*** Information shown ***

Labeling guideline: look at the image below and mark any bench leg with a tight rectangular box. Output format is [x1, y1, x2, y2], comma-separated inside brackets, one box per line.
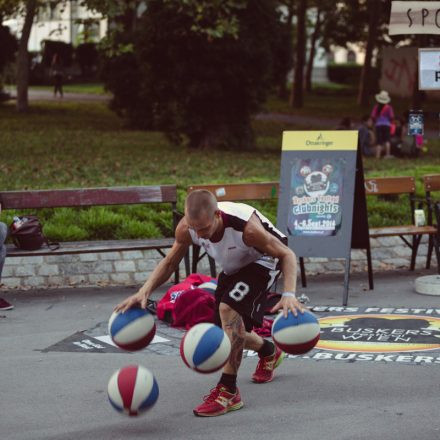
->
[426, 235, 434, 269]
[366, 245, 374, 290]
[299, 257, 307, 288]
[342, 256, 352, 306]
[192, 245, 201, 273]
[184, 251, 190, 277]
[174, 268, 180, 284]
[410, 235, 422, 271]
[434, 235, 440, 275]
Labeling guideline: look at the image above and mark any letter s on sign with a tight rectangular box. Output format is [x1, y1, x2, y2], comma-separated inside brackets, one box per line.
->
[407, 8, 413, 27]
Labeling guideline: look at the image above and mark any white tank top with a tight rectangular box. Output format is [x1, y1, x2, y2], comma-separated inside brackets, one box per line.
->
[188, 202, 286, 275]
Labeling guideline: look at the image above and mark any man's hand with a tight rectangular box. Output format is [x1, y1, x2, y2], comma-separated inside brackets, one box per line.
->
[270, 295, 304, 318]
[115, 291, 148, 313]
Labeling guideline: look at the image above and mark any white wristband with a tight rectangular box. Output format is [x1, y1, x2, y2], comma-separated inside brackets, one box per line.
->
[282, 292, 296, 298]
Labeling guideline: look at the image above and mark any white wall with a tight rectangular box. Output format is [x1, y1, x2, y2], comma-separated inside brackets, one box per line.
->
[3, 1, 106, 51]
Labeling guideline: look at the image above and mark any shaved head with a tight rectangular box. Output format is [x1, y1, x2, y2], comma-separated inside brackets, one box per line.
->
[185, 190, 218, 220]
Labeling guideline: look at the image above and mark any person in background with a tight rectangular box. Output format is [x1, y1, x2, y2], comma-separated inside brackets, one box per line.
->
[0, 198, 13, 311]
[390, 117, 404, 157]
[50, 53, 64, 98]
[336, 117, 353, 130]
[358, 115, 375, 157]
[370, 90, 394, 159]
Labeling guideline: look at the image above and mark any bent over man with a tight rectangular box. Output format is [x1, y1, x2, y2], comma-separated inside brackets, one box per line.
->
[116, 189, 303, 417]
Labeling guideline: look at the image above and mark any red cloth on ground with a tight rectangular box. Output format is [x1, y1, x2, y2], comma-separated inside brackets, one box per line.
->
[156, 273, 214, 321]
[172, 288, 216, 329]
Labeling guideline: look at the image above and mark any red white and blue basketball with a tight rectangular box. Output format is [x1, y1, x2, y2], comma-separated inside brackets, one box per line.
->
[108, 307, 156, 351]
[107, 365, 159, 416]
[180, 323, 231, 374]
[272, 310, 320, 355]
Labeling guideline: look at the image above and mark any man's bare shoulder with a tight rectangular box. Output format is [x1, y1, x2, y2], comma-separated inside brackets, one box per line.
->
[243, 212, 266, 244]
[175, 217, 193, 245]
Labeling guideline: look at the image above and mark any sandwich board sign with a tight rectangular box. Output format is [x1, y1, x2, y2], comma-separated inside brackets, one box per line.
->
[276, 131, 370, 306]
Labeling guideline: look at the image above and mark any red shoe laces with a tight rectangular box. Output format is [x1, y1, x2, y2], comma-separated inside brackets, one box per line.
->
[203, 386, 223, 402]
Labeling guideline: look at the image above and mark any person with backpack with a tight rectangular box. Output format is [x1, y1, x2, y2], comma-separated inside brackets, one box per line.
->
[370, 90, 395, 159]
[116, 189, 303, 417]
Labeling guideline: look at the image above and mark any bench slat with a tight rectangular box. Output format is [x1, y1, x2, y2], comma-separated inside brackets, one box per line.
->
[0, 185, 177, 209]
[6, 238, 174, 257]
[364, 176, 415, 195]
[423, 174, 440, 192]
[369, 225, 437, 238]
[187, 182, 279, 201]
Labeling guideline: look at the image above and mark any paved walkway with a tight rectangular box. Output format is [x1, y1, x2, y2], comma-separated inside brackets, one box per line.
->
[8, 88, 110, 102]
[1, 270, 439, 440]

*** End of Information shown ***

— Problem details —
Go through the material above and report each line containing "sign".

— Response box —
Labeling guideline: look at the image above and mark any letter s on sign with a tight rectangular box. Output format is [x1, y1, x2, y2], comma-separated inside brackets, one box per line.
Labeling guideline: look at the image above and mark any sandwich board sign with a tight rectangular box. Output format is [x1, y1, x2, y2], comma-separated inside brackets, one box per line.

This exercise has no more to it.